Brief: Write the next part of the text on student burnout and America's achievement culture, picking up after its last sentence.
── Document section ──
Since high schools and colleges favor well rounded applicants students add a host of extracurricular activities to their schedule: sports, music lessons, drama classes, community service, Scouting. In many cases the pressure gets too much and leads to symptoms of burn out: headaches, inexplicable stomach pains, eating disorders, depression, and sometimes even suicide.

The movie got me thinking about one of the differences between the US and the neck of Europe I come from. The distinction is even touched on in Race to Nowhere's subtitle, The Dark Side of America's Achievement Culture. America is a fast paced, competitive society. Those who work harder are promised a bigger slice of the cake, at least on the levels of money and prestige. Whether the promises always come true or not - in the US the race is always on. Like in any race there are many who get left behind, either because they don't have the energy, motivation, or monetary means to keep up or because they overexert themselves early on and wear out before the finish line.
───
── Information provided ──
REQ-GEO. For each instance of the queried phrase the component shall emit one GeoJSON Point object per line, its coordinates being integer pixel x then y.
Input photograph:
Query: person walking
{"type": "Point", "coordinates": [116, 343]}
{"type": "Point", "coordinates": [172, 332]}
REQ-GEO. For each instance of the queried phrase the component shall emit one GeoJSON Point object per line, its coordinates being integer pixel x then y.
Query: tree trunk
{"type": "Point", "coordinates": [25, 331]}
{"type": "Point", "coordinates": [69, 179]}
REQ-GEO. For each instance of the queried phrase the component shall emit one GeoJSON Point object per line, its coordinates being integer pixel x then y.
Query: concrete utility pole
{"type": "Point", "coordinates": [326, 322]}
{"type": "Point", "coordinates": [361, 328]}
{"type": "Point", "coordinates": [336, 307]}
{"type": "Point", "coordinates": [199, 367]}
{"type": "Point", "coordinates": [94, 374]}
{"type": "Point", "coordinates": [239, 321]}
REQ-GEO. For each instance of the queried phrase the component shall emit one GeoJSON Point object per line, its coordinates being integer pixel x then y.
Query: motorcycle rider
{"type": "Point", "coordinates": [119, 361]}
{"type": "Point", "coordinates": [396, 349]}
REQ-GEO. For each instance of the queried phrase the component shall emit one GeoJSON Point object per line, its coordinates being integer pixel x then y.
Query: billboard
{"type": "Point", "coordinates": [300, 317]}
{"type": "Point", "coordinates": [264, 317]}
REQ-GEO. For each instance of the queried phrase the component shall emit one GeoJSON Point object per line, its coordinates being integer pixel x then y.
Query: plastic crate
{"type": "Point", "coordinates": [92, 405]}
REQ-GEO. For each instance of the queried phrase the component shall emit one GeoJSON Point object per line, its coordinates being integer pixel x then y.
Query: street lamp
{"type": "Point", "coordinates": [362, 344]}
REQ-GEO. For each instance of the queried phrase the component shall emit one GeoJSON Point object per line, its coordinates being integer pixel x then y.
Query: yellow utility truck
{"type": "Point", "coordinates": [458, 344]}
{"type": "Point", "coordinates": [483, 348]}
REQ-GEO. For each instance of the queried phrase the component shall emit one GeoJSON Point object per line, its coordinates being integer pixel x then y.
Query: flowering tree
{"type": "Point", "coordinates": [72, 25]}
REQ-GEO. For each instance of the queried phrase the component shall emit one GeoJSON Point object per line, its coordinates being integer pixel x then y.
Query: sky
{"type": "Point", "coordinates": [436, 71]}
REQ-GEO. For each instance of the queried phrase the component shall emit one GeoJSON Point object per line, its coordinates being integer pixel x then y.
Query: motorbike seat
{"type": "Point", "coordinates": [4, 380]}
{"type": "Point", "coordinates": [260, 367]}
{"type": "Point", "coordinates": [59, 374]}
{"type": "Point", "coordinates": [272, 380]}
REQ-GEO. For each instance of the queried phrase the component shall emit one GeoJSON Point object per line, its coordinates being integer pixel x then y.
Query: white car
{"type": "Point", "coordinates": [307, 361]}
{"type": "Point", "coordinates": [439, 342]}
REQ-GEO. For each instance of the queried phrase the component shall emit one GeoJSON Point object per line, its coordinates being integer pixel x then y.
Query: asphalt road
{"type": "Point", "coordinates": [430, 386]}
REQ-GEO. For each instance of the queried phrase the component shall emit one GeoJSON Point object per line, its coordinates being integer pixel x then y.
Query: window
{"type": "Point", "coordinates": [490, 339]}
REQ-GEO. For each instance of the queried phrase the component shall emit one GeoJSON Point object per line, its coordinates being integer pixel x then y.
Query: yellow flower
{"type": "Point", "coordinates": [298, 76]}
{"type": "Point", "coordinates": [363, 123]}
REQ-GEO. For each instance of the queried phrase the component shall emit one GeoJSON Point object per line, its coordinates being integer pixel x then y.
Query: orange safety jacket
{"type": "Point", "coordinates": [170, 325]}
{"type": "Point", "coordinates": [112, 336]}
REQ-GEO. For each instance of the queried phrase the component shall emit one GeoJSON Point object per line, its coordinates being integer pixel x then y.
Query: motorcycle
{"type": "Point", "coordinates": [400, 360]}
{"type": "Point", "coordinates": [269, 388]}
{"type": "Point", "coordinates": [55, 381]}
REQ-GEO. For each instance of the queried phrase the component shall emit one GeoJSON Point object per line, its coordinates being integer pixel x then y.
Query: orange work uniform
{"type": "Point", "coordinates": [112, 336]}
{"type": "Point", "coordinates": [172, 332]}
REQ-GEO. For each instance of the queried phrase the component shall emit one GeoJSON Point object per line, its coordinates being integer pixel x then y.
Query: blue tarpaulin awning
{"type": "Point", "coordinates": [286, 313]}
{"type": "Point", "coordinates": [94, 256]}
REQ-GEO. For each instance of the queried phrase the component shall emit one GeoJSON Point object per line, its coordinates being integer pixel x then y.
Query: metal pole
───
Result for this task:
Austria is different. To begin with it has a dual education system. At the age of 14 those who do not want to go to college later can start on a path where they will receive educational schooling alongside vocational training or an apprenticeship. It is the route nurses, hair stylists, mechanics, bakers, and other professionals take. Those who do finish high school basically all get the same chances: colleges in Austria are public and free; right now there are only one or two fields where universities cannot accommodate all applicants; a degree from one Austrian university carries as much prestige as a degree from another, so why race?

I long for the middle ground, a place where - to begin with - happiness does not have to be synonymous with more money and prestige; a place where (like in Austria) students who would drop out of school if the path is too narrow are not lost and where (like in the US) those who want to enter the race for a well paid job get a better chance if they work harder than others. Hard to find, I'm sure.

Comments

debi said…
Christina,

I love your new cover picture.

I agree with your last paragraph. I like the middle ground, also. Fortunately, my kids found that middle ground through vocational type schools. They're not 100% happy 100% of the time, but they're content with their choice of careers, and they have no school debt.

I believe that parents make the largest impression in the child's life choices. I've seen friends of my kids that were pressured to achieve so much that they suffer the symptoms you listed - that's unfair to the child. I've also seen the opposite - parents that don't care - they won't spend the energy. Raising kids (if you do it right) is the hardest thing you will ever do.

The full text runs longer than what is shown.